▸ WRITTEN REQUEST
Count how many lines in the records below contain the word "pylon". Reply with the number only.

# START OF DATASET RECORDS

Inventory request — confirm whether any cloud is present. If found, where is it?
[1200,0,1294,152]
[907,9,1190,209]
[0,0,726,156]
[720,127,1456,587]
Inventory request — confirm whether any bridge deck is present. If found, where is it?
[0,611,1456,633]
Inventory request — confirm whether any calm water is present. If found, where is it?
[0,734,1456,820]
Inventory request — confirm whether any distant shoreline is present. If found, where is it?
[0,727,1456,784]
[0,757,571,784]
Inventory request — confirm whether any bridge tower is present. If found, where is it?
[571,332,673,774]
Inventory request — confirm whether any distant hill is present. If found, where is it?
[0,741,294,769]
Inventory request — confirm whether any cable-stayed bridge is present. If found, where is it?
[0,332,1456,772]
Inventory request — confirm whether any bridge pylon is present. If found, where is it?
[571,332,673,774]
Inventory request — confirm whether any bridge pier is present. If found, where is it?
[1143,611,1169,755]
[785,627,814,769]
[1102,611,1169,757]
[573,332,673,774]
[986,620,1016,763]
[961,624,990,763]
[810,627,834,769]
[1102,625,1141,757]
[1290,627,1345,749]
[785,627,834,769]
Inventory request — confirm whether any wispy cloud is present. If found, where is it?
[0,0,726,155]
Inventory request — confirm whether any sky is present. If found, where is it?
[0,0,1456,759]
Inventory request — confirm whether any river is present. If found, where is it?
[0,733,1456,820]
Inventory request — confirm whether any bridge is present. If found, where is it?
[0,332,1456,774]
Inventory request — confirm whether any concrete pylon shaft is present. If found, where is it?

# END OF DATASET RECORDS
# START OF DATASET RECORDS

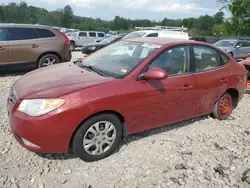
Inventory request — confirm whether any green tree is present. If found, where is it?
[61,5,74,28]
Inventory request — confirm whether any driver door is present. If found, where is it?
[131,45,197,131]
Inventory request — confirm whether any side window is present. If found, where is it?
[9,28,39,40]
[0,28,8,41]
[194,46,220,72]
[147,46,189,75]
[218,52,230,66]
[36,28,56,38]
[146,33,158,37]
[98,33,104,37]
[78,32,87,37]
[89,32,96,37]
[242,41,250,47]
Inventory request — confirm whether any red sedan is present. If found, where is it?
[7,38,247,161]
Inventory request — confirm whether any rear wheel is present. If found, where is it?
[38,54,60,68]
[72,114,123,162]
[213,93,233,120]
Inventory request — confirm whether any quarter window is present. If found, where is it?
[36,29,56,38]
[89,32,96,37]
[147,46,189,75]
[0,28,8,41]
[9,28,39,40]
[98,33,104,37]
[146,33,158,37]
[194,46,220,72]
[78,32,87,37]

# END OF DATASET RECORDS
# START OF DATASET RECORDS

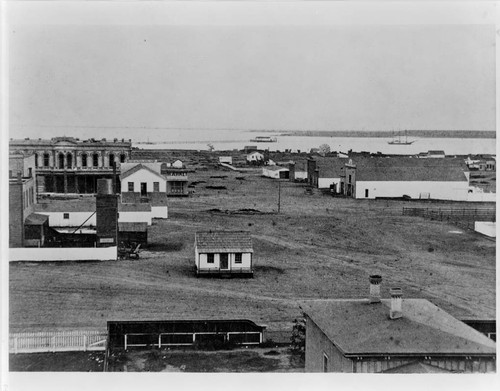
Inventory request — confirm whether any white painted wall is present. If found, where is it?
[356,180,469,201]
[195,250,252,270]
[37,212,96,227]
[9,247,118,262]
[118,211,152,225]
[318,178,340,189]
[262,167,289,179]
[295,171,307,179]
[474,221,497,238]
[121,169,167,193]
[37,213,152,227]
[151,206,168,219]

# END OF DATASET RECORDS

▸ ANSWER FOR THIS EXERCISE
2